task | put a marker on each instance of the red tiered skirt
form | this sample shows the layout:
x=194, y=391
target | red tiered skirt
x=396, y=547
== == ==
Give back the material exactly as it is shown above.

task | put a marker on each instance of the red tiered skirt
form | this sample shows the layout:
x=194, y=391
target | red tiered skirt
x=396, y=547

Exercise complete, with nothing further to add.